Только текст «Отчаяния» писался Набоковым совершенно самостоятельно. Не желая отвлекаться от текущих творческих планов, он в ряде случаев приглашал переводчиков-профессионалов, готовивших для него черновые варианты. Так, Майкл Скэммел стал его соавтором по англоязычному «Дару» и «Защите Лужина», а Майкл Гленни — по «Машеньке». Набоков как-то раскрыл специфику своих взаимоотношений с переводчиками. Он с ними не встречался, а обменивался письмами, в которых излагал свои соображения и высказывал разного рода критические замечания. Получив готовые тексты, он осуществлял полную их шлифовку, а наиболее ответственные места (в особенности связанные с каламбурами и другими разновидностями языковых игр) выполнял сам. Главным же помощником Владимира Владимировича стал постепенно его сын Дмитрий. Английские версии русскоязычных книг В. Набокова — это версии авторизованные, и писатель несет полную ответственность за каждое употребленное в них слово.
Таким образом, англоязычной части наследия писателя повезло в меньшей степени, чем русскоязычной, ибо, за исключением «Лолиты», Набоков не создал ни одной авторской русской версии своих романов, относящихся к третьему и четвертому «виткам спирали». Правда, В. Е. Набокова, жена писателя, опубликовала в своем переводе «Pale Fire» (в этом издании роман носит название «Бледный огонь») и приняла участие в подготовленном Г. Барабтарло переводе «Пнина» (оба перевода изданы в США в 1983 г.), но эти тексты, разумеется, не могут рассматриваться как безусловно авторские. Вот почему актуальной для переводчиков оставалась проблема создания таких стилистически выверенных вариантов поздних набоковских текстов, которые бы в полной мере воспроизводили характерные языковые особенности набоковской прозы и были бы практически неотличимы от прочих его творений.

#### Строки данных

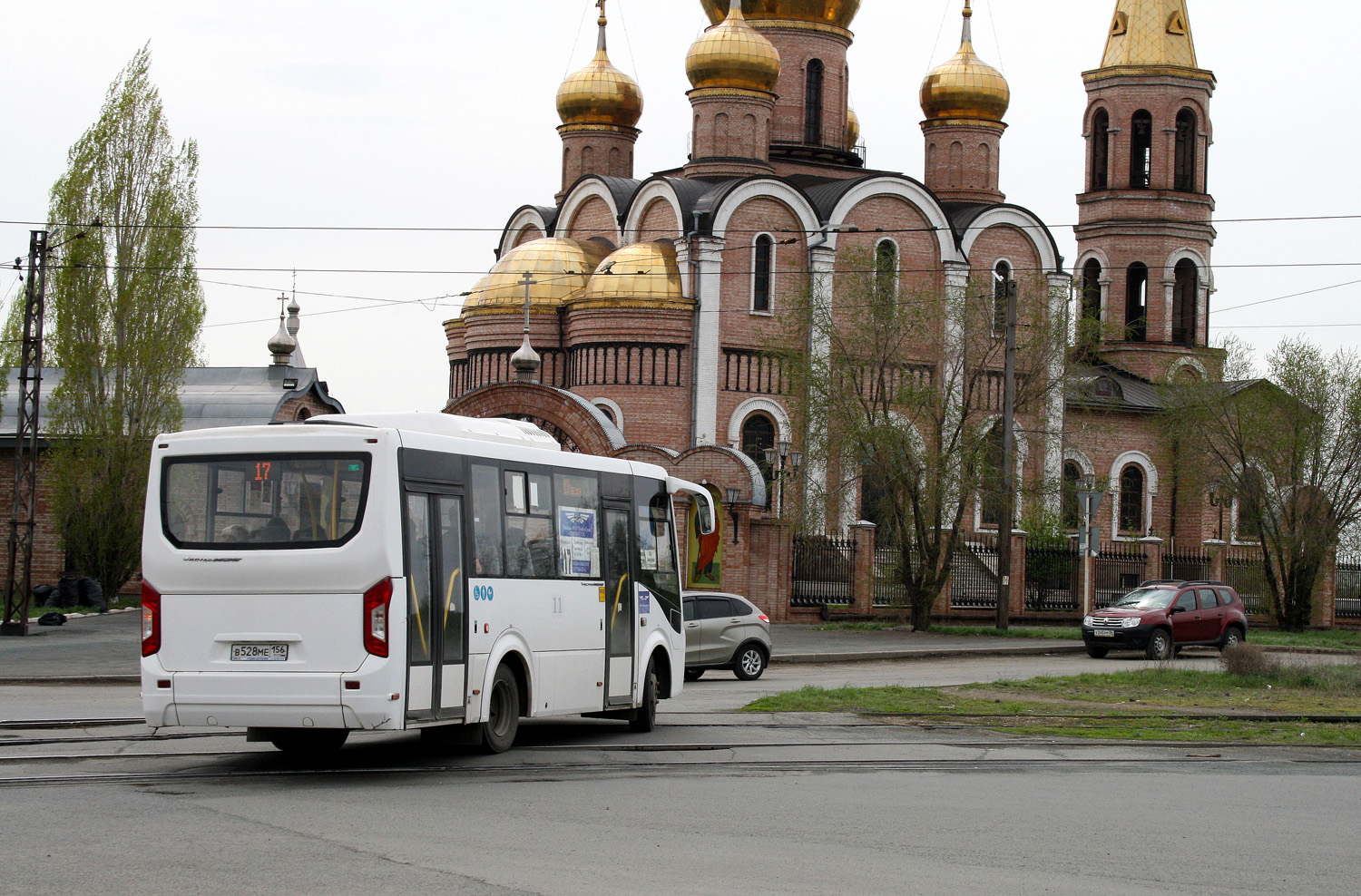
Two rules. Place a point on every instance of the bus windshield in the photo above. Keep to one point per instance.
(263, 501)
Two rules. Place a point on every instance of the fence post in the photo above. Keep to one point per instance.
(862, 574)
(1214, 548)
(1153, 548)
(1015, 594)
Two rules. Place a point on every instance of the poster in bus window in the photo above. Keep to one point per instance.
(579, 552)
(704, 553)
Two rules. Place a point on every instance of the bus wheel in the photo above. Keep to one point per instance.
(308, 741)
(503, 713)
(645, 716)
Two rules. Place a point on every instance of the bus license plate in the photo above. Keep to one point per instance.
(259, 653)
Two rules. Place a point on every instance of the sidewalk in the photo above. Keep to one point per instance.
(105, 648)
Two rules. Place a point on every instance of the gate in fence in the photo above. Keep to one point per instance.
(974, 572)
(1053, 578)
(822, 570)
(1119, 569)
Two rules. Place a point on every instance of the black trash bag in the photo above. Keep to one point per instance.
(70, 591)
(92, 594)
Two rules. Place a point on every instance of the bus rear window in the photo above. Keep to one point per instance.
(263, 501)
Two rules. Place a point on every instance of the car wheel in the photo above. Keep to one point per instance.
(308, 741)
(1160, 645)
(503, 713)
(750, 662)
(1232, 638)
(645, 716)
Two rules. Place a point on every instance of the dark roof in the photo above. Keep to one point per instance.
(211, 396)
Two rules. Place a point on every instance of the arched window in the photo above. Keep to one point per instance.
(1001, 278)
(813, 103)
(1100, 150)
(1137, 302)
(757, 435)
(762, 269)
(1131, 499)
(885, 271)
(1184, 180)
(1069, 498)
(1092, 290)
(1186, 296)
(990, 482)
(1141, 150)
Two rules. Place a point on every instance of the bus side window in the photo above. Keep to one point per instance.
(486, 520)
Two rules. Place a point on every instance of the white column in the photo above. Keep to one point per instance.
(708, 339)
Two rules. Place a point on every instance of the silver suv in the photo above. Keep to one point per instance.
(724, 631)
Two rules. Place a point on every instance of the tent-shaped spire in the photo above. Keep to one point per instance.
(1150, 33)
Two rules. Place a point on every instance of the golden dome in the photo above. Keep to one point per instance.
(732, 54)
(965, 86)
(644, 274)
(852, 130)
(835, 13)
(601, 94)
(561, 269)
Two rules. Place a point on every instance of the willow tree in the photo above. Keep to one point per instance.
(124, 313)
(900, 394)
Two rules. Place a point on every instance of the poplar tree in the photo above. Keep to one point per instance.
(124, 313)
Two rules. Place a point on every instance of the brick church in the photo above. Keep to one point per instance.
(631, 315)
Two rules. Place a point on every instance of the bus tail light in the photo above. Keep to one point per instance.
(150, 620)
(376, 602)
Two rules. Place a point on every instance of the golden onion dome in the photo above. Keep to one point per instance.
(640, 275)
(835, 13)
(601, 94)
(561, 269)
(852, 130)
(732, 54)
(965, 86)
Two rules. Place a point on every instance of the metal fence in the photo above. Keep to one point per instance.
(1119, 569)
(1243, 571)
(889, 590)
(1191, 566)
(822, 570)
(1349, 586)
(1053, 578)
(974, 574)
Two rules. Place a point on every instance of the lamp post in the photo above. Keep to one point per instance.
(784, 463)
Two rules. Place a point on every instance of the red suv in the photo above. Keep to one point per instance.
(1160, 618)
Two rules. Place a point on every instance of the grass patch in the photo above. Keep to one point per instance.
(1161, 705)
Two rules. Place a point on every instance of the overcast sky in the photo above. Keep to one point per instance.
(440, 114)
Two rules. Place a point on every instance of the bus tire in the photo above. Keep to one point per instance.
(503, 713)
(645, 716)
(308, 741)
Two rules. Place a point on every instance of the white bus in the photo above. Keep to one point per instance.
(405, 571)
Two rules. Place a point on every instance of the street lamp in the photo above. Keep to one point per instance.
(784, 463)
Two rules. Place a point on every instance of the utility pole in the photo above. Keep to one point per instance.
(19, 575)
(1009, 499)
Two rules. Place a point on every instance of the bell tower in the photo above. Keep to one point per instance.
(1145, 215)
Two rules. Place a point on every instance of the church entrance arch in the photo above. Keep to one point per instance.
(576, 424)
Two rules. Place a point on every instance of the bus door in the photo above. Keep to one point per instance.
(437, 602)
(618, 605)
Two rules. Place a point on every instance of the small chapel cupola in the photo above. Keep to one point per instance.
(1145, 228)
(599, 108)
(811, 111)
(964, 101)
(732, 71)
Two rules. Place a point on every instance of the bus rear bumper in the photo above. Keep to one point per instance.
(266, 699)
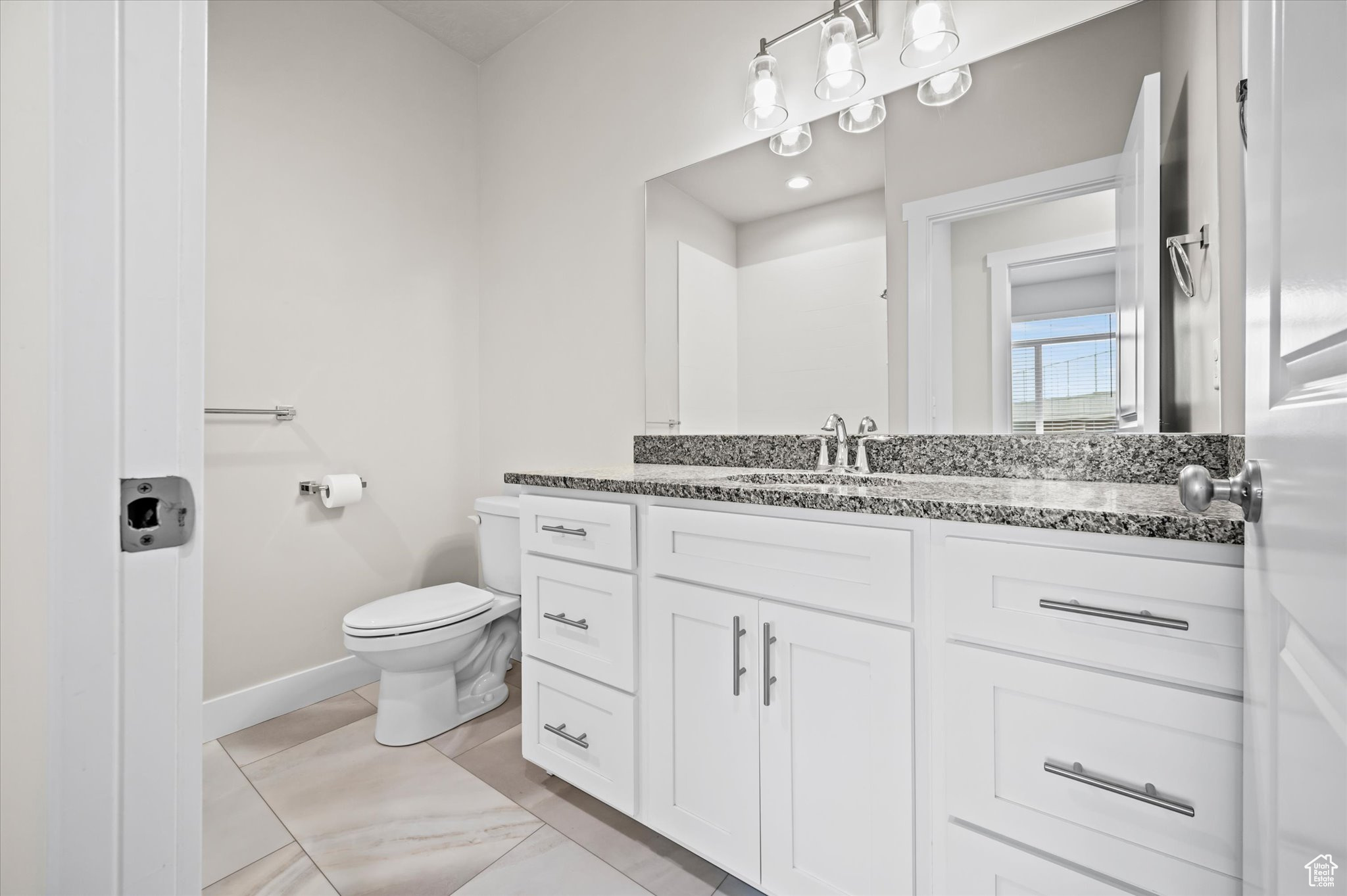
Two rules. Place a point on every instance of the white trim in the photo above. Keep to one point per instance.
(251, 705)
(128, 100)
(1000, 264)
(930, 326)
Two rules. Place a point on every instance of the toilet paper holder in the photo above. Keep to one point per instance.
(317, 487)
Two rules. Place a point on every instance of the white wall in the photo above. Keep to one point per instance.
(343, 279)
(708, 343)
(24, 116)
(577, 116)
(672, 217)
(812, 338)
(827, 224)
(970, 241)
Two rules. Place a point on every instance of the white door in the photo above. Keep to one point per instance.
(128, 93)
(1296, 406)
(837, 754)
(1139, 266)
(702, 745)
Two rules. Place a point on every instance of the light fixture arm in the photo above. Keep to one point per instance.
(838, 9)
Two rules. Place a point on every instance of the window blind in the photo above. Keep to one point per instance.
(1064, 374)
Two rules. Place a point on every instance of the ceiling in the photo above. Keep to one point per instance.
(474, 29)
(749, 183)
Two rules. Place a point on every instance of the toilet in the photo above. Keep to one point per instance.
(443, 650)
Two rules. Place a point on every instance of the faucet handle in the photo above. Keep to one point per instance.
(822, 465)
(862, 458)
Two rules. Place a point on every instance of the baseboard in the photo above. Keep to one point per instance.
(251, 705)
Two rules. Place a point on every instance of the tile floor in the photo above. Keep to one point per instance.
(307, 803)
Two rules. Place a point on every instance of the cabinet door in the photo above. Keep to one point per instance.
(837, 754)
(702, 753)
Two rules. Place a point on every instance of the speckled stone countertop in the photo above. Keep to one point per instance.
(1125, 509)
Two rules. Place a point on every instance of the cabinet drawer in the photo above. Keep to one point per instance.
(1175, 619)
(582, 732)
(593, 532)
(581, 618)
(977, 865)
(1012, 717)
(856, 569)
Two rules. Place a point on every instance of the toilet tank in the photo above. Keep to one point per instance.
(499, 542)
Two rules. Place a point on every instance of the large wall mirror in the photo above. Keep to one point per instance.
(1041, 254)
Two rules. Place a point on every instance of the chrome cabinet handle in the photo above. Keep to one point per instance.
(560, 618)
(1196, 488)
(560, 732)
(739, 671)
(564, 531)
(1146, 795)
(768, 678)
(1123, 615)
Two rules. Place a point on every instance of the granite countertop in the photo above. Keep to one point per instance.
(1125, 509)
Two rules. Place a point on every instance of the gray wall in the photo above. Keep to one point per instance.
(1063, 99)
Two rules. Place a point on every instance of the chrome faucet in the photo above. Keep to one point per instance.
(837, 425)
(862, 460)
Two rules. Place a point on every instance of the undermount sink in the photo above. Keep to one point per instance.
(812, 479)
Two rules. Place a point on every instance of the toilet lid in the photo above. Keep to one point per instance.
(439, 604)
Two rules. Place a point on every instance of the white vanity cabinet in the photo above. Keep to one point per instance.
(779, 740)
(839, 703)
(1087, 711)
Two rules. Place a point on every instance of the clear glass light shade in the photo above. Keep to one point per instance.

#### Условие задания
Пожалуйста, продублируйте без изменений отрывок из текста о переводах Набокова: всё начиная со слов «Таким образом, англоязычной» и вплоть до слов «прочих его творений.».

#### Результат задания
Таким образом, англоязычной части наследия писателя повезло в меньшей степени, чем русскоязычной, ибо, за исключением «Лолиты», Набоков не создал ни одной авторской русской версии своих романов, относящихся к третьему и четвертому «виткам спирали». Правда, В. Е. Набокова, жена писателя, опубликовала в своем переводе «Pale Fire» (в этом издании роман носит название «Бледный огонь») и приняла участие в подготовленном Г. Барабтарло переводе «Пнина» (оба перевода изданы в США в 1983 г.), но эти тексты, разумеется, не могут рассматриваться как безусловно авторские. Вот почему актуальной для переводчиков оставалась проблема создания таких стилистически выверенных вариантов поздних набоковских текстов, которые бы в полной мере воспроизводили характерные языковые особенности набоковской прозы и были бы практически неотличимы от прочих его творений.